Top of Supplied material
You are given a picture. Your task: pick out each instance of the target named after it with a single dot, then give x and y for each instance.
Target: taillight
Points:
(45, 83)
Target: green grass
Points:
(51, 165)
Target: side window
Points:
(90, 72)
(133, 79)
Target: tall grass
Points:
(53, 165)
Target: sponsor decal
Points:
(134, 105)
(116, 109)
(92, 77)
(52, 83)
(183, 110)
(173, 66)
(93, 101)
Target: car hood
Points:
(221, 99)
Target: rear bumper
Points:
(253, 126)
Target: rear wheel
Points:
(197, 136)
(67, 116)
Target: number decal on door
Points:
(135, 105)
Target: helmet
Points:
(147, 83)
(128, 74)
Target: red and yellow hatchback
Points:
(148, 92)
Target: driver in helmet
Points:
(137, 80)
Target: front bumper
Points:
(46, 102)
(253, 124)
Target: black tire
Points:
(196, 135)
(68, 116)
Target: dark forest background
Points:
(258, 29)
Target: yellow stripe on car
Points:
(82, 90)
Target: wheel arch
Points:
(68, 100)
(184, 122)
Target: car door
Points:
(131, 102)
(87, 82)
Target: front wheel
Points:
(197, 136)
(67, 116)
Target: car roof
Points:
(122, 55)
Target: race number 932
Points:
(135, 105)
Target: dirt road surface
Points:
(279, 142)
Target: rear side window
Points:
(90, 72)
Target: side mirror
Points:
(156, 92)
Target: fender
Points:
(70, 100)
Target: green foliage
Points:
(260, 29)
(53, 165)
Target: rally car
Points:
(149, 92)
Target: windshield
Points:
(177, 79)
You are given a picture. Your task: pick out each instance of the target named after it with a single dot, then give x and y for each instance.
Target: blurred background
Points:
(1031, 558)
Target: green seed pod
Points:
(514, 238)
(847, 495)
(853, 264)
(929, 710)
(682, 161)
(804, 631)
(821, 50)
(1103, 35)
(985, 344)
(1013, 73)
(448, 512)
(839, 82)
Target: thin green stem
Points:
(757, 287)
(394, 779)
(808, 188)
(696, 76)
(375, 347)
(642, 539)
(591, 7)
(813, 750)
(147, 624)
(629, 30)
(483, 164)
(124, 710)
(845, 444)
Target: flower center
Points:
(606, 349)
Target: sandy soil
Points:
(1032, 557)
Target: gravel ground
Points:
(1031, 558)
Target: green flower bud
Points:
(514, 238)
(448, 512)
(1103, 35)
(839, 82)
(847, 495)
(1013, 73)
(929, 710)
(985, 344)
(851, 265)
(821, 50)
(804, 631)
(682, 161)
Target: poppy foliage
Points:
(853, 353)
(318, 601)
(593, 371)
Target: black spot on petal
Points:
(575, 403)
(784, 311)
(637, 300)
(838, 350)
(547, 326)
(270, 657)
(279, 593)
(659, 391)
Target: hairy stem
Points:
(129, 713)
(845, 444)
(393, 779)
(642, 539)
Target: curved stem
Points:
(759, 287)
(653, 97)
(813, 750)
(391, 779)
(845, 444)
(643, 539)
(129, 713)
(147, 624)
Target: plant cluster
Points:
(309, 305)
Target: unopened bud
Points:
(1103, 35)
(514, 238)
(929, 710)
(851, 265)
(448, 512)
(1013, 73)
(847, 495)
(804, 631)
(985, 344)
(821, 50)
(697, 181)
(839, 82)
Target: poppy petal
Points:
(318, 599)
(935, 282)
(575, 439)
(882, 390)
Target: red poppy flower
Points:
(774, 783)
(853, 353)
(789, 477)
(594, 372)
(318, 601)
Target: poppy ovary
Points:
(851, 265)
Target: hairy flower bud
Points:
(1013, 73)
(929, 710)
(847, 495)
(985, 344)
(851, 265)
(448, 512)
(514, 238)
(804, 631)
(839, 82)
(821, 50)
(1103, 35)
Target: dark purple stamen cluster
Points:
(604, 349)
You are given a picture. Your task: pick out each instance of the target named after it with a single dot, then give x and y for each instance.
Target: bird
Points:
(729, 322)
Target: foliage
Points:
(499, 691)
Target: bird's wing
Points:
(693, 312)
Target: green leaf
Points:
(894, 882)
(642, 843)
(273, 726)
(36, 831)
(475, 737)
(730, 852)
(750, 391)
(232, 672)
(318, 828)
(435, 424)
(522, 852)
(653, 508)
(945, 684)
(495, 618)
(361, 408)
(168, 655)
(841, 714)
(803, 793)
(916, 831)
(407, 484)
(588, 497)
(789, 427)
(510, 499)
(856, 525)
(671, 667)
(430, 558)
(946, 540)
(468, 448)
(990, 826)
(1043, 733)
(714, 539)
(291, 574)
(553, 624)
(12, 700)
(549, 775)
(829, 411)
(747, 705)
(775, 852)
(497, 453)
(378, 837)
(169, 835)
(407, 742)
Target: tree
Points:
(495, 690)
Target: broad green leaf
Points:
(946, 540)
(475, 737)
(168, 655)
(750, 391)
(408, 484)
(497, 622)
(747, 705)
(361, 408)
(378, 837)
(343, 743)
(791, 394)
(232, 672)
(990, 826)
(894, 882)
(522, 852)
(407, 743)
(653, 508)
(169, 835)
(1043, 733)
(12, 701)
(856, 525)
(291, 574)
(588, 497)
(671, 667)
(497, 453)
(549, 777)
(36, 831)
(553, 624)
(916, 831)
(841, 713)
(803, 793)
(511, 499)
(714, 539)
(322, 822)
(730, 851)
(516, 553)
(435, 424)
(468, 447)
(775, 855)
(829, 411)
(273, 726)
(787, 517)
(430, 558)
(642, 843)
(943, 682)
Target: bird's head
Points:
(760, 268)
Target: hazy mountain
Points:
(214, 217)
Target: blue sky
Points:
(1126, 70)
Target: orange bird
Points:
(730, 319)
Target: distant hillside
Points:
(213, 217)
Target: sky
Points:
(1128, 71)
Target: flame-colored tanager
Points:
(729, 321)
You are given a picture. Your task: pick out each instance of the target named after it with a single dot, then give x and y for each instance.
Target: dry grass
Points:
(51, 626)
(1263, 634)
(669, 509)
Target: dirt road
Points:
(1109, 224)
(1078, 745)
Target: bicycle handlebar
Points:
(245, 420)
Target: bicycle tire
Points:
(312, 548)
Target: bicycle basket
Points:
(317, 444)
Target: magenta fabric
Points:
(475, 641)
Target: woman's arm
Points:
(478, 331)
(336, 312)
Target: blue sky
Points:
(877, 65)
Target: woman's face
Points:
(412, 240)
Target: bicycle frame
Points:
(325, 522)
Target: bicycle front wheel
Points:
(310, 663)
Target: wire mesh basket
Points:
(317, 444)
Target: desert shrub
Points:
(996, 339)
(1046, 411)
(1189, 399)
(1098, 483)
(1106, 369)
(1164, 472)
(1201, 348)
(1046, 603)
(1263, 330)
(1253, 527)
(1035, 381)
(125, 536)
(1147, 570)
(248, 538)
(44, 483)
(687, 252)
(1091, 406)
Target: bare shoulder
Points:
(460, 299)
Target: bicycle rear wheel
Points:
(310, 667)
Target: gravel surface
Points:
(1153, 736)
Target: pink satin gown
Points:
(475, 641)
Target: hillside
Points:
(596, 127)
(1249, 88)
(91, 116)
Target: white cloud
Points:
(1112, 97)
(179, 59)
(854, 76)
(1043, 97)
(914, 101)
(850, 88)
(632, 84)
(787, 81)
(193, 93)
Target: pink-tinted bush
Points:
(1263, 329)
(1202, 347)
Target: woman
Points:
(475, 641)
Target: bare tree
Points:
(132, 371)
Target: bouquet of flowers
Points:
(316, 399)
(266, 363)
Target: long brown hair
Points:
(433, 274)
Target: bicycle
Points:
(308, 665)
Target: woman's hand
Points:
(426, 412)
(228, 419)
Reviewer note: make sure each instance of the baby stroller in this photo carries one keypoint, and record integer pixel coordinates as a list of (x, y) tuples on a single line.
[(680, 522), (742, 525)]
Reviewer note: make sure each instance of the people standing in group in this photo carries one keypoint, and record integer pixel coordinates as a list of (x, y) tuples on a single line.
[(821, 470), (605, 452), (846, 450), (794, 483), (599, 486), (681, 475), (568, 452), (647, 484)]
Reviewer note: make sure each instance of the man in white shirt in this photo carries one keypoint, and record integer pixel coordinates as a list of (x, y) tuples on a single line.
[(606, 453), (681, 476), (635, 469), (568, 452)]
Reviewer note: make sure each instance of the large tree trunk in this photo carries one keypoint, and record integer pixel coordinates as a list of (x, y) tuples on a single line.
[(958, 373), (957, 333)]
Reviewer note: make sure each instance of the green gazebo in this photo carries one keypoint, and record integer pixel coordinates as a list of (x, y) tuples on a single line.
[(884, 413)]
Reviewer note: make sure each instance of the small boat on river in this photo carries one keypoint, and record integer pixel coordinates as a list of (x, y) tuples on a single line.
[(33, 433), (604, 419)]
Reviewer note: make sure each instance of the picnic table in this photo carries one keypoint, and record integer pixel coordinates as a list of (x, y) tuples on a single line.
Bottom of Supplied material
Count how many lines of the entries contain the word "pink", and respond with that count only.

> _Exercise result_
2